Everything from the line containing "point: man's ear" through the last line of the records below should be printed exactly, please, and nothing else.
════════
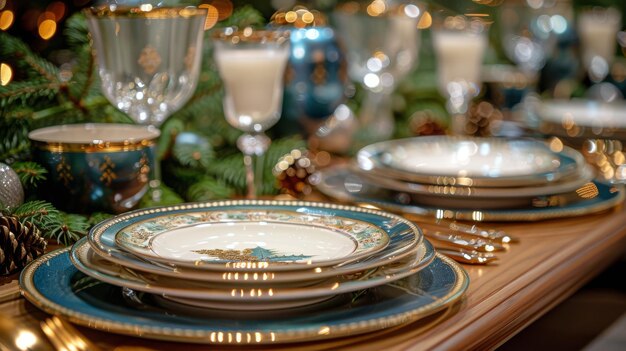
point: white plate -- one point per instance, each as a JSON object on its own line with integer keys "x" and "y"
{"x": 583, "y": 119}
{"x": 444, "y": 160}
{"x": 479, "y": 197}
{"x": 87, "y": 261}
{"x": 403, "y": 235}
{"x": 244, "y": 236}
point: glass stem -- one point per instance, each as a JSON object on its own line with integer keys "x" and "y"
{"x": 253, "y": 147}
{"x": 155, "y": 182}
{"x": 377, "y": 115}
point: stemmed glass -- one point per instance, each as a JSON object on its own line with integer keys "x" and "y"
{"x": 382, "y": 43}
{"x": 598, "y": 28}
{"x": 149, "y": 61}
{"x": 252, "y": 64}
{"x": 529, "y": 31}
{"x": 459, "y": 43}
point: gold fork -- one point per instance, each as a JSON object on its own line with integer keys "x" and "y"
{"x": 65, "y": 337}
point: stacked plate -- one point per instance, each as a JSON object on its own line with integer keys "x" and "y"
{"x": 465, "y": 174}
{"x": 241, "y": 259}
{"x": 582, "y": 119}
{"x": 596, "y": 128}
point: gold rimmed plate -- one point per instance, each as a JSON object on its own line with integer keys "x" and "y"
{"x": 245, "y": 228}
{"x": 593, "y": 197}
{"x": 469, "y": 161}
{"x": 54, "y": 285}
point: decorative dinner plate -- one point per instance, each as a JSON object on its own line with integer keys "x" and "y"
{"x": 342, "y": 184}
{"x": 478, "y": 197}
{"x": 53, "y": 284}
{"x": 267, "y": 293}
{"x": 255, "y": 235}
{"x": 583, "y": 119}
{"x": 249, "y": 278}
{"x": 485, "y": 162}
{"x": 382, "y": 236}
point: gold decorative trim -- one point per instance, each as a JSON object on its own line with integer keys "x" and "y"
{"x": 91, "y": 147}
{"x": 107, "y": 168}
{"x": 30, "y": 292}
{"x": 96, "y": 233}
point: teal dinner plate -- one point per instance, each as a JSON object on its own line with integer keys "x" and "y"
{"x": 54, "y": 285}
{"x": 343, "y": 184}
{"x": 144, "y": 226}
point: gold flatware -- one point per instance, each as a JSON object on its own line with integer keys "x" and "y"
{"x": 65, "y": 337}
{"x": 464, "y": 242}
{"x": 468, "y": 257}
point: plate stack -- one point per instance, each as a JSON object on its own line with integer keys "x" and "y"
{"x": 243, "y": 263}
{"x": 468, "y": 177}
{"x": 596, "y": 128}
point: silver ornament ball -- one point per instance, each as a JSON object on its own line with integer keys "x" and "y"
{"x": 11, "y": 191}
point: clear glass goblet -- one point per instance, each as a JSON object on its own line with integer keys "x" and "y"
{"x": 252, "y": 65}
{"x": 382, "y": 45}
{"x": 529, "y": 30}
{"x": 459, "y": 43}
{"x": 148, "y": 61}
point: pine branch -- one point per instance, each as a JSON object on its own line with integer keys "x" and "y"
{"x": 14, "y": 143}
{"x": 209, "y": 189}
{"x": 13, "y": 47}
{"x": 42, "y": 214}
{"x": 69, "y": 229}
{"x": 196, "y": 152}
{"x": 31, "y": 173}
{"x": 245, "y": 16}
{"x": 26, "y": 91}
{"x": 76, "y": 31}
{"x": 168, "y": 197}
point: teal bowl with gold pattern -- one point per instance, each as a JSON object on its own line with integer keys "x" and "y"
{"x": 96, "y": 167}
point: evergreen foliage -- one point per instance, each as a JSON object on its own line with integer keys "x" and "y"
{"x": 42, "y": 94}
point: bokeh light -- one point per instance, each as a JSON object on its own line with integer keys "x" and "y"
{"x": 426, "y": 21}
{"x": 47, "y": 29}
{"x": 212, "y": 16}
{"x": 6, "y": 74}
{"x": 6, "y": 19}
{"x": 224, "y": 8}
{"x": 58, "y": 9}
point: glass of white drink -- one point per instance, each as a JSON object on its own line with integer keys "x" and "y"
{"x": 252, "y": 64}
{"x": 459, "y": 43}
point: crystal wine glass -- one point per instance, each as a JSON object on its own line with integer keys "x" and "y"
{"x": 382, "y": 45}
{"x": 252, "y": 64}
{"x": 148, "y": 59}
{"x": 529, "y": 31}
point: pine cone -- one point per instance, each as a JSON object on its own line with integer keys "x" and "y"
{"x": 292, "y": 172}
{"x": 19, "y": 244}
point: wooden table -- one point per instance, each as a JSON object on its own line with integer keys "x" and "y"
{"x": 552, "y": 261}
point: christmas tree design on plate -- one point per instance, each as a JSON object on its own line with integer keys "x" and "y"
{"x": 257, "y": 254}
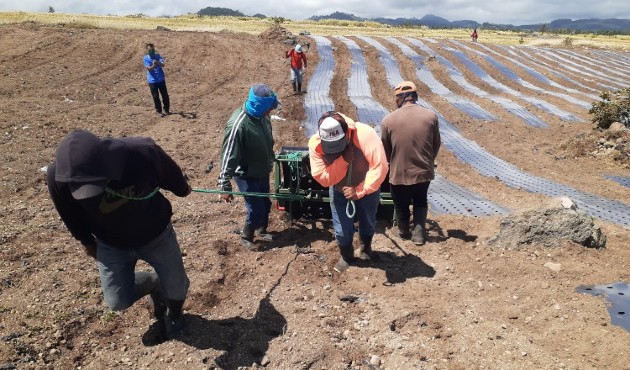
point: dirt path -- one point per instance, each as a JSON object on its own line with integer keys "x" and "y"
{"x": 453, "y": 303}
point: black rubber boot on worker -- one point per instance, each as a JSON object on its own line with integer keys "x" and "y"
{"x": 347, "y": 257}
{"x": 418, "y": 235}
{"x": 148, "y": 283}
{"x": 174, "y": 319}
{"x": 247, "y": 237}
{"x": 403, "y": 226}
{"x": 263, "y": 235}
{"x": 365, "y": 249}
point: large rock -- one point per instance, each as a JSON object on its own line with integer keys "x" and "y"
{"x": 547, "y": 227}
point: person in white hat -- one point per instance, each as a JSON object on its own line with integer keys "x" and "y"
{"x": 349, "y": 158}
{"x": 298, "y": 66}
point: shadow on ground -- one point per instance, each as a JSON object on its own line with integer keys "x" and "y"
{"x": 245, "y": 341}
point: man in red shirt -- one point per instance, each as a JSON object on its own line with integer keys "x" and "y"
{"x": 298, "y": 65}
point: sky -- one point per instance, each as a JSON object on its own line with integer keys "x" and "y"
{"x": 515, "y": 12}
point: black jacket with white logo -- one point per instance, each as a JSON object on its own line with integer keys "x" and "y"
{"x": 126, "y": 215}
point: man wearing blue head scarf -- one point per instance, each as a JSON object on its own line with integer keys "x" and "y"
{"x": 247, "y": 156}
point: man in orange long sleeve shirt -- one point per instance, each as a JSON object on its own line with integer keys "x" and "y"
{"x": 341, "y": 146}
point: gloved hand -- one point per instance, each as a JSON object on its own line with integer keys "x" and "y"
{"x": 350, "y": 193}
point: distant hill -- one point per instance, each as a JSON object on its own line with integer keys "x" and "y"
{"x": 220, "y": 11}
{"x": 433, "y": 21}
{"x": 611, "y": 24}
{"x": 337, "y": 15}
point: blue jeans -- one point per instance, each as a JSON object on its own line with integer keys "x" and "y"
{"x": 296, "y": 75}
{"x": 258, "y": 208}
{"x": 117, "y": 269}
{"x": 158, "y": 88}
{"x": 405, "y": 195}
{"x": 366, "y": 208}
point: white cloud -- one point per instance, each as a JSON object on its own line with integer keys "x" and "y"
{"x": 494, "y": 11}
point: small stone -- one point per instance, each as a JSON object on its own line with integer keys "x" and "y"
{"x": 553, "y": 266}
{"x": 375, "y": 360}
{"x": 265, "y": 361}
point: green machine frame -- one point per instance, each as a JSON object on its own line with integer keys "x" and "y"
{"x": 302, "y": 196}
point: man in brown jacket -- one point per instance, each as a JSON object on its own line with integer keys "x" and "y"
{"x": 411, "y": 138}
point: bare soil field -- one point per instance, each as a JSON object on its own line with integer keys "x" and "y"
{"x": 454, "y": 303}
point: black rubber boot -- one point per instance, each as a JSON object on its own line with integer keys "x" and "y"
{"x": 174, "y": 319}
{"x": 263, "y": 235}
{"x": 418, "y": 236}
{"x": 347, "y": 257}
{"x": 247, "y": 237}
{"x": 149, "y": 283}
{"x": 403, "y": 226}
{"x": 365, "y": 248}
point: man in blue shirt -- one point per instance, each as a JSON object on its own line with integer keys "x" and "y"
{"x": 154, "y": 62}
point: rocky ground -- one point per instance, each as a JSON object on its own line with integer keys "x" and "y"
{"x": 455, "y": 303}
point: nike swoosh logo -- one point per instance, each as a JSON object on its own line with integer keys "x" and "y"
{"x": 110, "y": 203}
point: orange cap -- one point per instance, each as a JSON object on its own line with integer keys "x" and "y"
{"x": 405, "y": 87}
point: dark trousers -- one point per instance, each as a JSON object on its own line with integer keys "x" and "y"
{"x": 156, "y": 89}
{"x": 258, "y": 208}
{"x": 405, "y": 195}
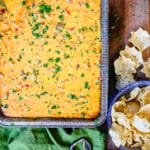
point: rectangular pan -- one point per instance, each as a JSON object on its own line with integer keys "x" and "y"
{"x": 76, "y": 123}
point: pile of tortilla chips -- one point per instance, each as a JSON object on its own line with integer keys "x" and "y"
{"x": 131, "y": 59}
{"x": 131, "y": 119}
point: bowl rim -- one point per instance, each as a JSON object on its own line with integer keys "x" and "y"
{"x": 121, "y": 92}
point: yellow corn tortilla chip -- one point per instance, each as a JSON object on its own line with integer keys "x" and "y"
{"x": 141, "y": 124}
{"x": 134, "y": 93}
{"x": 146, "y": 68}
{"x": 144, "y": 112}
{"x": 117, "y": 134}
{"x": 140, "y": 39}
{"x": 125, "y": 80}
{"x": 124, "y": 66}
{"x": 144, "y": 96}
{"x": 133, "y": 54}
{"x": 131, "y": 119}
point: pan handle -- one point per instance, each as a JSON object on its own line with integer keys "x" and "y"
{"x": 85, "y": 143}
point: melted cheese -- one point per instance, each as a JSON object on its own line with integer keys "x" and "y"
{"x": 49, "y": 58}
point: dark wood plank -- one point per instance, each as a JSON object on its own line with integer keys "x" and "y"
{"x": 125, "y": 16}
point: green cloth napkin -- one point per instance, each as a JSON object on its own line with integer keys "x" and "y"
{"x": 48, "y": 139}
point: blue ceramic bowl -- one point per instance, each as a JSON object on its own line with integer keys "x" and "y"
{"x": 122, "y": 92}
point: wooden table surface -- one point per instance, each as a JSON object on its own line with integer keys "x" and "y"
{"x": 124, "y": 16}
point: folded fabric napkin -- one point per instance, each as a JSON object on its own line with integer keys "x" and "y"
{"x": 48, "y": 139}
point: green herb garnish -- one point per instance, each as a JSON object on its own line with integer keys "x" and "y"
{"x": 72, "y": 96}
{"x": 20, "y": 98}
{"x": 57, "y": 60}
{"x": 43, "y": 8}
{"x": 23, "y": 3}
{"x": 86, "y": 85}
{"x": 5, "y": 106}
{"x": 45, "y": 65}
{"x": 87, "y": 5}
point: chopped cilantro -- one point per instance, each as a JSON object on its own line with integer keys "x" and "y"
{"x": 20, "y": 57}
{"x": 66, "y": 56}
{"x": 87, "y": 5}
{"x": 37, "y": 35}
{"x": 23, "y": 2}
{"x": 10, "y": 59}
{"x": 61, "y": 17}
{"x": 57, "y": 60}
{"x": 20, "y": 98}
{"x": 58, "y": 7}
{"x": 5, "y": 106}
{"x": 57, "y": 69}
{"x": 46, "y": 42}
{"x": 36, "y": 27}
{"x": 44, "y": 93}
{"x": 54, "y": 107}
{"x": 82, "y": 75}
{"x": 67, "y": 35}
{"x": 50, "y": 60}
{"x": 36, "y": 72}
{"x": 72, "y": 96}
{"x": 43, "y": 8}
{"x": 24, "y": 78}
{"x": 45, "y": 29}
{"x": 45, "y": 65}
{"x": 29, "y": 61}
{"x": 16, "y": 36}
{"x": 86, "y": 85}
{"x": 57, "y": 51}
{"x": 14, "y": 91}
{"x": 83, "y": 114}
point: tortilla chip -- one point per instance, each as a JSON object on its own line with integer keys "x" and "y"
{"x": 117, "y": 134}
{"x": 132, "y": 107}
{"x": 124, "y": 81}
{"x": 133, "y": 54}
{"x": 140, "y": 39}
{"x": 144, "y": 112}
{"x": 131, "y": 119}
{"x": 146, "y": 146}
{"x": 146, "y": 68}
{"x": 124, "y": 66}
{"x": 134, "y": 93}
{"x": 141, "y": 124}
{"x": 144, "y": 96}
{"x": 121, "y": 119}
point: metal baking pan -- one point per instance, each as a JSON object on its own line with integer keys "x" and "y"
{"x": 76, "y": 123}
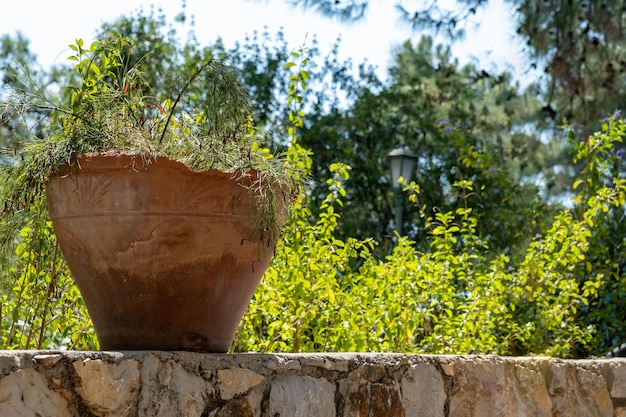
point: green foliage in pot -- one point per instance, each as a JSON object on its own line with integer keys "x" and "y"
{"x": 111, "y": 107}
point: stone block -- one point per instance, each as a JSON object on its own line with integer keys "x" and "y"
{"x": 236, "y": 381}
{"x": 423, "y": 391}
{"x": 618, "y": 388}
{"x": 25, "y": 393}
{"x": 167, "y": 388}
{"x": 301, "y": 396}
{"x": 108, "y": 389}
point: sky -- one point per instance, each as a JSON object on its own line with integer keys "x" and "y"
{"x": 55, "y": 24}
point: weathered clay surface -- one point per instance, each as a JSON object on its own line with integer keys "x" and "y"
{"x": 165, "y": 258}
{"x": 159, "y": 383}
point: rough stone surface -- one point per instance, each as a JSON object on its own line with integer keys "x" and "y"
{"x": 301, "y": 396}
{"x": 236, "y": 381}
{"x": 182, "y": 384}
{"x": 25, "y": 393}
{"x": 107, "y": 389}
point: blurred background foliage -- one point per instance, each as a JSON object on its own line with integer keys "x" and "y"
{"x": 496, "y": 172}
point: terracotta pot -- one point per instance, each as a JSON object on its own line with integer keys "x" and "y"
{"x": 164, "y": 257}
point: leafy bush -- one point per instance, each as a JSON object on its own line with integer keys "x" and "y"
{"x": 325, "y": 294}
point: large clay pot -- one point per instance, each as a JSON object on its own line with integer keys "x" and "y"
{"x": 164, "y": 257}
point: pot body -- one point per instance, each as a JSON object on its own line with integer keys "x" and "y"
{"x": 165, "y": 258}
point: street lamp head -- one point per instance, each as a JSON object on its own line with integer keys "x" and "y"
{"x": 402, "y": 163}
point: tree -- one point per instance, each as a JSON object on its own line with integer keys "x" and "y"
{"x": 579, "y": 43}
{"x": 464, "y": 124}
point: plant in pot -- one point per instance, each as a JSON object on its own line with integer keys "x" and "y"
{"x": 166, "y": 210}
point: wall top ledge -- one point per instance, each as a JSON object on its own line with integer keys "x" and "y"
{"x": 160, "y": 383}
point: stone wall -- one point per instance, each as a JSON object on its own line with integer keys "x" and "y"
{"x": 63, "y": 384}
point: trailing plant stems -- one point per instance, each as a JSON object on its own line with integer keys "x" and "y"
{"x": 180, "y": 95}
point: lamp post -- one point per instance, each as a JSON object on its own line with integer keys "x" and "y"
{"x": 402, "y": 163}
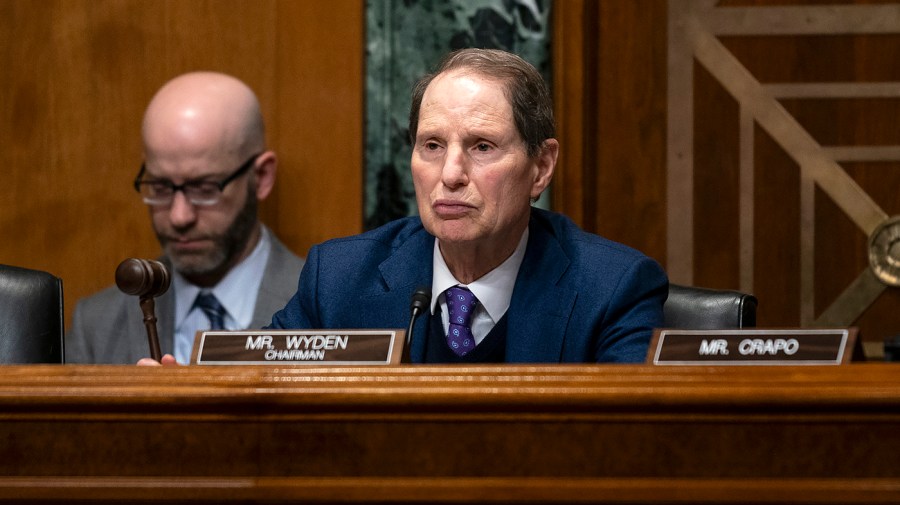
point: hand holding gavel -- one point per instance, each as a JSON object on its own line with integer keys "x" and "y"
{"x": 146, "y": 279}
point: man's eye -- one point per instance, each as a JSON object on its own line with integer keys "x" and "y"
{"x": 160, "y": 186}
{"x": 206, "y": 189}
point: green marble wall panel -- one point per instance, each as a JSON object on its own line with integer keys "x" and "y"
{"x": 406, "y": 39}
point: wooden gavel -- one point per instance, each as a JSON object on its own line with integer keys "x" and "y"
{"x": 146, "y": 279}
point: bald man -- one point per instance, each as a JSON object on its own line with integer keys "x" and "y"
{"x": 206, "y": 167}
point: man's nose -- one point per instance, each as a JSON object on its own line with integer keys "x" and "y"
{"x": 455, "y": 171}
{"x": 182, "y": 212}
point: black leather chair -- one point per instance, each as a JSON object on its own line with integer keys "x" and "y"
{"x": 693, "y": 308}
{"x": 31, "y": 316}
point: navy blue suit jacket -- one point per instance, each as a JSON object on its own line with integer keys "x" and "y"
{"x": 578, "y": 297}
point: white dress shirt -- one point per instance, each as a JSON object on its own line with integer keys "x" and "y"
{"x": 237, "y": 292}
{"x": 493, "y": 290}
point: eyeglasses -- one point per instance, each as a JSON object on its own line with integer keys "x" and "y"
{"x": 161, "y": 192}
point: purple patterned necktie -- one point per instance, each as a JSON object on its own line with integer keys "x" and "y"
{"x": 214, "y": 310}
{"x": 461, "y": 304}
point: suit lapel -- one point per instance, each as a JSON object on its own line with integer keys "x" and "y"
{"x": 540, "y": 307}
{"x": 408, "y": 268}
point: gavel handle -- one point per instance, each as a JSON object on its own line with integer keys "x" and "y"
{"x": 148, "y": 308}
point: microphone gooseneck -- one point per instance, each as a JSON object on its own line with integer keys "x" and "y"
{"x": 419, "y": 301}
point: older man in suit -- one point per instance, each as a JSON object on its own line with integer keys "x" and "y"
{"x": 206, "y": 167}
{"x": 511, "y": 283}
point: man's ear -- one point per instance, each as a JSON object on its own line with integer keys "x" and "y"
{"x": 545, "y": 164}
{"x": 265, "y": 168}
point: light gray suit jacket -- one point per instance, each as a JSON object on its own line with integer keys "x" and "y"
{"x": 108, "y": 327}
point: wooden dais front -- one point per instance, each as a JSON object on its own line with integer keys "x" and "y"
{"x": 442, "y": 434}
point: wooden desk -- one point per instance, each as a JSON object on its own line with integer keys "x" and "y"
{"x": 417, "y": 434}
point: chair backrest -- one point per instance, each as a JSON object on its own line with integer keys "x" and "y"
════════
**SOLVED EXERCISE**
point: man's ear -- one point per instance, each as a JSON object on its own line with integer keys "x" and "y"
{"x": 545, "y": 164}
{"x": 265, "y": 168}
point: light gray suit jacket -- one point per instance, each as a JSON object on its own line with integer keys "x" and "y"
{"x": 108, "y": 327}
point: wooden dais front -- one point per instance, each as a JSON object on its own line with integer keys "x" and "y"
{"x": 442, "y": 434}
point: wooden desk -- one point per instance, each as a JSON object on its own line with integer keys "x" and "y"
{"x": 417, "y": 434}
point: chair backrest -- one point per instance, each as a JSON object on its own line with integer keys "x" and "y"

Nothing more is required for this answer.